● **SEITENTEXT**:

---+---

Und als er von der Volksmenge weg in ein Haus eintrat, befragten ihn seine Jünger über das Gleichnis. Und er spricht zu ihnen: Seid auch ihr so unverständig? Begreift ihr nicht, dass alles, was von außerhalb in den Menschen eingeht, ihn nicht verunreinigen kann? Denn es geht nicht in sein Herz hinein, sondern in den Bauch, und es geht aus in den Abort – indem er so alle Speisen für rein erklärte. Er sagte aber: Was aus dem Menschen ausgeht, das verunreinigt den Menschen. Denn von innen aus dem Herzen der Menschen gehen hervor die schlechten Gedanken: Hurerei, Dieberei, Mord, Ehebruch, Habsucht, Bosheit, List, Ausschweifung, böses Auge, Lästerung, Hochmut, Torheit; alle diese bösen Dinge gehen von innen aus und verunreinigen den Menschen“ (7,14–23).
Der Herr ruft in Vers 14 die Volksmenge wieder herzu und nimmt das Vorangegangene zum Anlass, ihnen die Augen über den inneren Zustand des Menschen zu öffnen. Die Gegenüberstellung des Inneren und des Äußeren zieht sich durch den ganzen Abschnitt von Vers 1–23. Er zeigt ihnen, dass im Inneren des Menschen das Hauptproblem, die Quelle des Bösen, liegt. Diese Verse sind das „Todesurteil“ über den natürlichen Menschen und strafen alles Reden von einem guten Kern im Menschen Lügen. Im Inneren des Menschen ist nichts als Böses. Daher muss es auch völlig neu gemacht werden und kann nicht einfach nur verbessert oder „restauriert“ werden. Diese Worte des Herrn stehen somit in krassem Gegensatz zu der äußeren Frömmigkeit und Heuchelei, die die Pharisäer und Schriftgelehrten an den Tag legten.

---+---

● **DATENBLOCK**:
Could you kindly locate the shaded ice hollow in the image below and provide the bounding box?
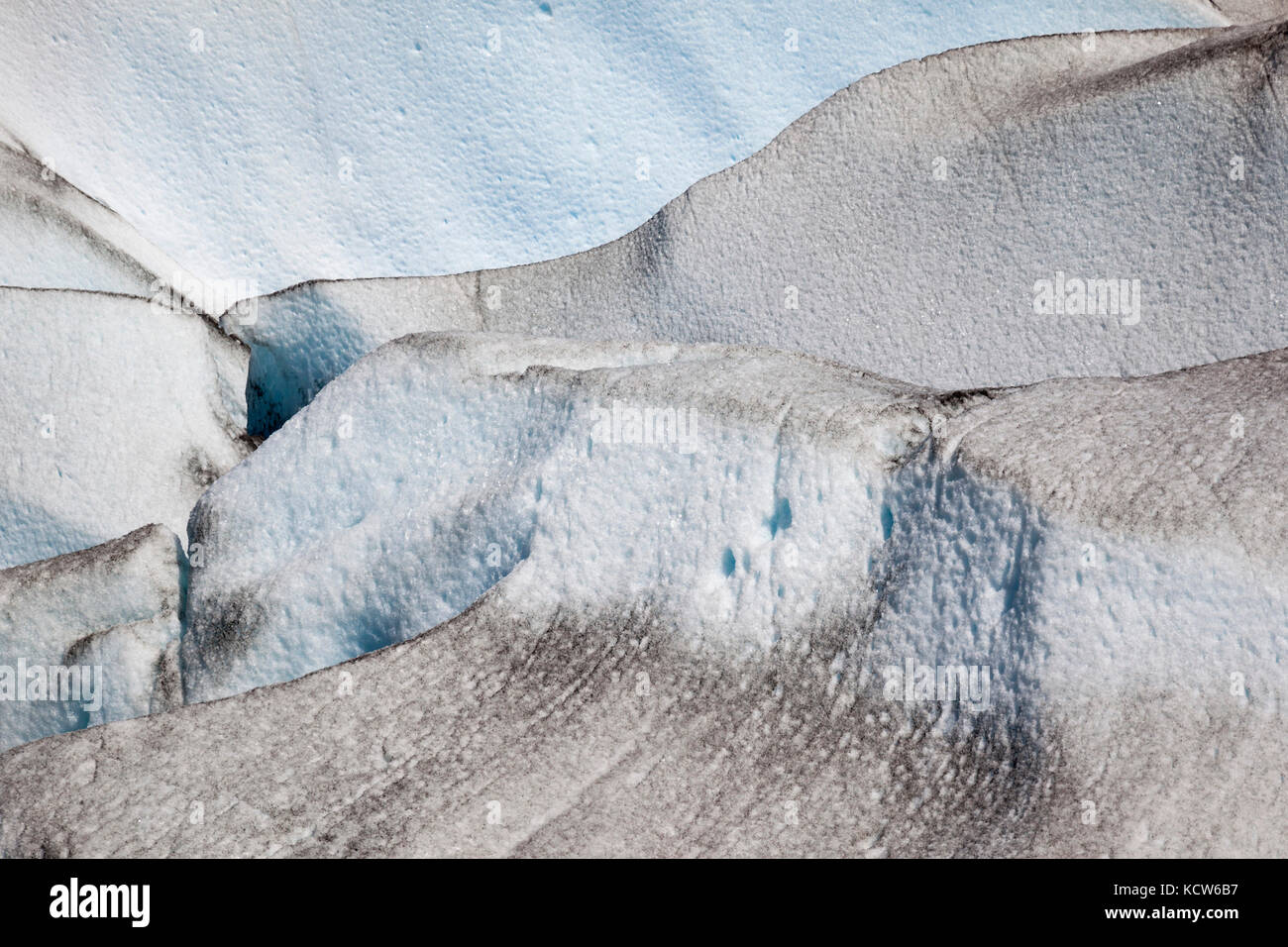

---+---

● **GESTELLTE AUFGABE**:
Kannst du aus dem Seitentext die Stelle wortgetreu herausziehen, die mit den Worten „Der Herr ruft“ einsetzt und mit „den Tag legten.“ endet?

● **LÖSUNG DER AUFGABE**:
Der Herr ruft in Vers 14 die Volksmenge wieder herzu und nimmt das Vorangegangene zum Anlass, ihnen die Augen über den inneren Zustand des Menschen zu öffnen. Die Gegenüberstellung des Inneren und des Äußeren zieht sich durch den ganzen Abschnitt von Vers 1–23. Er zeigt ihnen, dass im Inneren des Menschen das Hauptproblem, die Quelle des Bösen, liegt. Diese Verse sind das „Todesurteil“ über den natürlichen Menschen und strafen alles Reden von einem guten Kern im Menschen Lügen. Im Inneren des Menschen ist nichts als Böses. Daher muss es auch völlig neu gemacht werden und kann nicht einfach nur verbessert oder „restauriert“ werden. Diese Worte des Herrn stehen somit in krassem Gegensatz zu der äußeren Frömmigkeit und Heuchelei, die die Pharisäer und Schriftgelehrten an den Tag legten.